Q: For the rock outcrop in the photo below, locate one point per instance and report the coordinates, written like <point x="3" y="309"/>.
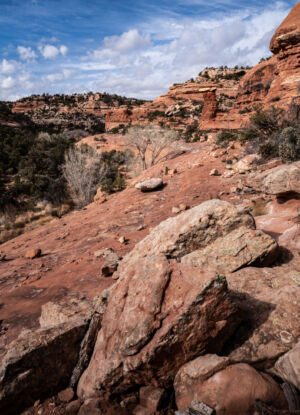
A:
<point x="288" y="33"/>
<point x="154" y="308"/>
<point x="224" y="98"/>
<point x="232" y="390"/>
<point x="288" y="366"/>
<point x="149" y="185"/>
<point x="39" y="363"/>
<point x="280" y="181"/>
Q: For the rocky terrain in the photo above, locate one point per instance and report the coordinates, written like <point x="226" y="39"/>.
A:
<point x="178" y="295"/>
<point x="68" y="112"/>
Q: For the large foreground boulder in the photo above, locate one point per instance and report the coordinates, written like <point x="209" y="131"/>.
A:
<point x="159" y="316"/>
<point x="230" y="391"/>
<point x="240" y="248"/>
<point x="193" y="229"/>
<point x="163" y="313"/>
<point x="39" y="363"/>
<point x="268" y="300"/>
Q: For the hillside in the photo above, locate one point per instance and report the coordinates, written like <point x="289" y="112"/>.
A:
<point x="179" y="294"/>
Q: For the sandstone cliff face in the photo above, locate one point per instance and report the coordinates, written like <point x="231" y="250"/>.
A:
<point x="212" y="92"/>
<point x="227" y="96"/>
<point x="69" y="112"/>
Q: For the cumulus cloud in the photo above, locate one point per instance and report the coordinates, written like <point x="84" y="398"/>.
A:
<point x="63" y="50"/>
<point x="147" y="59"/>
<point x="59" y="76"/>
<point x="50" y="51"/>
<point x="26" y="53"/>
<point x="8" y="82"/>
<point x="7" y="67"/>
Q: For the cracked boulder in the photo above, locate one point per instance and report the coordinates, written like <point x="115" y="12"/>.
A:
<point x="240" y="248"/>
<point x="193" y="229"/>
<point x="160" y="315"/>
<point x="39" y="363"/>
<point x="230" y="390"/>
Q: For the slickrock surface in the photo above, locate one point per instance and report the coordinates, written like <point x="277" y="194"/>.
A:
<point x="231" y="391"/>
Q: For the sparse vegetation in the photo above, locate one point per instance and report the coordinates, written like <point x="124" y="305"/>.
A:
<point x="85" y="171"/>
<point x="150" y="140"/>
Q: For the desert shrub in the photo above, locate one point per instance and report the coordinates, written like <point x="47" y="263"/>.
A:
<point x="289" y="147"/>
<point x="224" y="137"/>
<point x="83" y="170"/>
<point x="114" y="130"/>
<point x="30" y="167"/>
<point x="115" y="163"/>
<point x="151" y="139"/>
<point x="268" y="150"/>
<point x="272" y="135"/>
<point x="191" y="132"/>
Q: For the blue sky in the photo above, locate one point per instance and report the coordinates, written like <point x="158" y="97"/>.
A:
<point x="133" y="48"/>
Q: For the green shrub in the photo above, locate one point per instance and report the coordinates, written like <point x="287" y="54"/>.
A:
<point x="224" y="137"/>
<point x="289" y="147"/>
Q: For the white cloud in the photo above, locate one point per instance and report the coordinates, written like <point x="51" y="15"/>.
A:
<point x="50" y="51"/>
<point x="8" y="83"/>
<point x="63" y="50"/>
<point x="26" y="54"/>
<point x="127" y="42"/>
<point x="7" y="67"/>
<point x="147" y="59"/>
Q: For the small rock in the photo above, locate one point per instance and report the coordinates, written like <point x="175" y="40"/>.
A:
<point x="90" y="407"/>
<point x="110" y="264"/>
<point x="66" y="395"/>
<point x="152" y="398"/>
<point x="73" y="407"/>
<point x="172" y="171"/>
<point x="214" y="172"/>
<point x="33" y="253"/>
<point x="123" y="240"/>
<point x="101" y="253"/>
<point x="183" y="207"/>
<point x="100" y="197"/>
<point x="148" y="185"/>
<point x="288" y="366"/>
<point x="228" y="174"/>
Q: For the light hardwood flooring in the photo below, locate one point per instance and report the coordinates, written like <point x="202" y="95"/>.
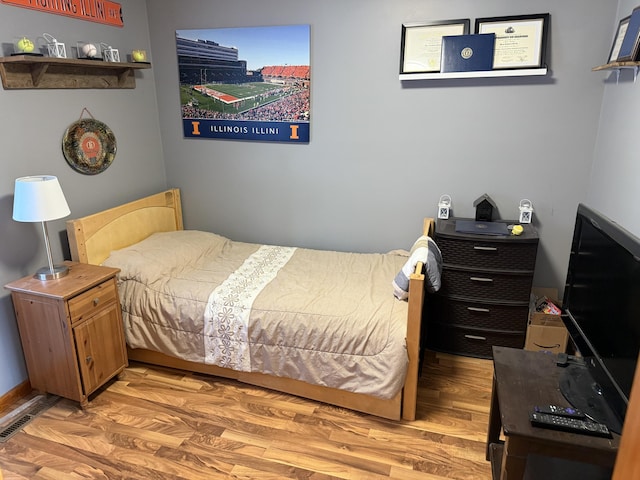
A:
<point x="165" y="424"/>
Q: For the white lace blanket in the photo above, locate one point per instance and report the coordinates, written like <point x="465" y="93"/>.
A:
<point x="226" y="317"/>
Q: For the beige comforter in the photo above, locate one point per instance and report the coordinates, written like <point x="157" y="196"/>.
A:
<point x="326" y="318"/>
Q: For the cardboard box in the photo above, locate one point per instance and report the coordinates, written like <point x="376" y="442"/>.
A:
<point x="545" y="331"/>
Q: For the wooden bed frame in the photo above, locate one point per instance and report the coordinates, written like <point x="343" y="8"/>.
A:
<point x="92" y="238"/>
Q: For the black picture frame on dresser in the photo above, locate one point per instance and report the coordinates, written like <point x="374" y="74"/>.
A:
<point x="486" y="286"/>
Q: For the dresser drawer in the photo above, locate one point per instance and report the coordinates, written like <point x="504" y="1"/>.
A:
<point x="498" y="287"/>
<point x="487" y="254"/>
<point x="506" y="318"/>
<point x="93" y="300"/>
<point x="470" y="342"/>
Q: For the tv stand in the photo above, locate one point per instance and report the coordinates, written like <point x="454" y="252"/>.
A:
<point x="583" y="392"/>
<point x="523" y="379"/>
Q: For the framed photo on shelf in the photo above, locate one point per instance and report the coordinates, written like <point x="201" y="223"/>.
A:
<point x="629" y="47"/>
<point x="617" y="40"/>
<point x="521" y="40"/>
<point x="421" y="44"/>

About this exercise
Return each entry exactly as it stands above, apart from any images.

Output of the exercise
Q: For the rock outcrop in the photo below, locate one point per instance and report the coordinates, written like <point x="3" y="309"/>.
A:
<point x="288" y="33"/>
<point x="154" y="308"/>
<point x="224" y="98"/>
<point x="232" y="390"/>
<point x="288" y="366"/>
<point x="149" y="185"/>
<point x="39" y="363"/>
<point x="280" y="181"/>
Q: For the rocky terrain in the photo above, locate one point per instance and report the coordinates, written like <point x="226" y="39"/>.
A:
<point x="178" y="295"/>
<point x="68" y="112"/>
Q: For the large foreground boulder in the photo above, locate one point per instance and report the coordinates, written like <point x="209" y="131"/>.
A:
<point x="159" y="316"/>
<point x="230" y="391"/>
<point x="240" y="248"/>
<point x="193" y="229"/>
<point x="163" y="313"/>
<point x="39" y="363"/>
<point x="268" y="300"/>
Q: For the hillside in the photo above, locate one point per instance and report the coordinates, written like <point x="289" y="112"/>.
A:
<point x="179" y="294"/>
Q: For the sandstone cliff face in the photo above, locate one point per instance and report the coordinates, written like <point x="231" y="250"/>.
A:
<point x="212" y="92"/>
<point x="227" y="96"/>
<point x="69" y="112"/>
Q: For the cumulus cloud in the photo above, locate one point per instance and report the coordinates, written like <point x="84" y="398"/>.
A:
<point x="63" y="50"/>
<point x="147" y="59"/>
<point x="59" y="76"/>
<point x="50" y="51"/>
<point x="26" y="53"/>
<point x="8" y="82"/>
<point x="7" y="67"/>
Q: For the cracked boulder in the photo above, locate one point per instance and report the coordinates, written like <point x="115" y="12"/>.
A:
<point x="240" y="248"/>
<point x="193" y="229"/>
<point x="160" y="315"/>
<point x="39" y="363"/>
<point x="230" y="390"/>
Q: For the slickrock surface in the photo above, locate one point per instance and report the coordinates, written like <point x="277" y="194"/>.
A:
<point x="231" y="391"/>
Q: For the sparse vegetation in the photo above, locate one point per instance and report the coordinates, written like <point x="124" y="305"/>.
A:
<point x="85" y="171"/>
<point x="150" y="140"/>
Q: For the desert shrub in the photo above, locate one point per instance and report the coordinates, written like <point x="47" y="263"/>.
A:
<point x="289" y="147"/>
<point x="224" y="137"/>
<point x="83" y="170"/>
<point x="114" y="130"/>
<point x="30" y="167"/>
<point x="115" y="163"/>
<point x="151" y="139"/>
<point x="268" y="150"/>
<point x="272" y="135"/>
<point x="191" y="132"/>
Q: For the blue sky in the photo above, locate one point per instance and report the coordinates, written like <point x="158" y="97"/>.
A:
<point x="133" y="48"/>
Q: For the green shrub in the photo above, locate one point per instance and report the coordinates, written like <point x="287" y="54"/>.
A:
<point x="224" y="137"/>
<point x="289" y="147"/>
Q: For the white cloud in the photo above, locate one point per instance and report the coordinates, written like <point x="51" y="15"/>.
A:
<point x="50" y="51"/>
<point x="8" y="83"/>
<point x="63" y="50"/>
<point x="26" y="54"/>
<point x="127" y="42"/>
<point x="7" y="67"/>
<point x="147" y="59"/>
Q: For the small rock in the photo above, locate one point per instance and report the coordinates, written like <point x="175" y="40"/>.
A:
<point x="90" y="407"/>
<point x="110" y="264"/>
<point x="66" y="395"/>
<point x="152" y="398"/>
<point x="73" y="407"/>
<point x="172" y="171"/>
<point x="214" y="172"/>
<point x="33" y="253"/>
<point x="123" y="240"/>
<point x="101" y="253"/>
<point x="183" y="207"/>
<point x="100" y="197"/>
<point x="148" y="185"/>
<point x="288" y="366"/>
<point x="228" y="174"/>
Q: For the light hardwood flooring in the photo below, locate one point per instance and report the coordinates, written like <point x="202" y="95"/>.
A:
<point x="165" y="424"/>
Q: For the white lace blanket in the photo above, locate one point per instance and report the coordinates, written like <point x="465" y="93"/>.
A:
<point x="226" y="317"/>
Q: For the beige comforter in the photo above, locate one point per instance and report the coordinates, written like <point x="157" y="196"/>.
A:
<point x="326" y="318"/>
Q: For the cardboard box in the photo above, locate one point per instance and report the coordinates, written like <point x="376" y="442"/>.
A:
<point x="545" y="331"/>
Q: For the wooden bed frame in the photo above, locate one point per instance and report the coordinates, written like <point x="343" y="8"/>.
A:
<point x="92" y="238"/>
Q: For the black picture frame on dresser in the photo above, locate one point per instance and report the coordinates, written like <point x="374" y="74"/>.
A:
<point x="486" y="286"/>
Q: For the dresser drawer in the photo above, locate one point per instance and report the coordinates, written like <point x="504" y="1"/>.
A:
<point x="498" y="287"/>
<point x="487" y="254"/>
<point x="506" y="318"/>
<point x="93" y="300"/>
<point x="470" y="342"/>
Q: For the tv stand in the photo above, locate one point per instance and report the coordinates, written like <point x="454" y="252"/>.
A:
<point x="583" y="392"/>
<point x="523" y="379"/>
Q: For the framed photo on shelf in the photo above, locate one point per instance and report the coordinates, written like <point x="201" y="223"/>.
A:
<point x="629" y="47"/>
<point x="617" y="40"/>
<point x="521" y="40"/>
<point x="421" y="44"/>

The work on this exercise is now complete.